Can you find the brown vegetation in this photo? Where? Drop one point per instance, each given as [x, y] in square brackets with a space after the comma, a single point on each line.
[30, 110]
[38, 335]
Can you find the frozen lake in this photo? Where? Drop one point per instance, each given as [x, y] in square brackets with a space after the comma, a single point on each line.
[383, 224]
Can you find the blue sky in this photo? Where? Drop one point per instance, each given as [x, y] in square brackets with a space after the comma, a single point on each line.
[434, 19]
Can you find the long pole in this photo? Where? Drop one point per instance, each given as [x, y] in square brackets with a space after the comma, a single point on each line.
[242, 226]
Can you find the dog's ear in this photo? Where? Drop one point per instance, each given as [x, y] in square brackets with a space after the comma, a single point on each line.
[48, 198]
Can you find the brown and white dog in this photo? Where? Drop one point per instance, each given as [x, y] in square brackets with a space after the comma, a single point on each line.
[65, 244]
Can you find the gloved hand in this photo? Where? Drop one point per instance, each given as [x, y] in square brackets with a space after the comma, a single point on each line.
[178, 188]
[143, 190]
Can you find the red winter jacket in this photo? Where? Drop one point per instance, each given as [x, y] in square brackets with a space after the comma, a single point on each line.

========

* **To do**:
All of the records go in your answer, copied exactly.

* **Finished exercise**:
Can you find the brown vegetation in this photo? Where? Drop one point per instance, each given as [x, y] in square brackets with a space after the comma, a single point on each line.
[30, 110]
[38, 335]
Can you find the frozen lake in this photo? Where? Drop one point per instance, each given as [x, y] in square brackets with a space after the comma, a single point on each line.
[383, 224]
Can you find the blue sky in this photo? Where? Drop one point per instance, each given as [x, y] in square brackets with a space after the comma, a single point on each line.
[434, 19]
Can you find the long pole in this photo? Where? Drop one point per instance, each given as [x, y] in square brackets with a space after the comma, a single point on each line.
[242, 226]
Can you find the dog's ear in this photo? Where? Drop one point per instance, each given as [x, y] in square brackets with a space after the comma, a single point on each line.
[48, 198]
Can you find the brown and white dog in this photo? Where? Drop one point per instance, each given as [x, y] in square brackets with a space after the comma, a single point on each line.
[65, 244]
Can you find the gloved hand in this photo? Where? Drop one point per instance, each given as [x, y] in square brackets with a space after the comma, a single point on each line.
[178, 188]
[143, 190]
Can you find the red winter jacket in this photo? Where? Drop one point per instance, each given as [x, y] in square brackets with a space after the comma, a single point on each line.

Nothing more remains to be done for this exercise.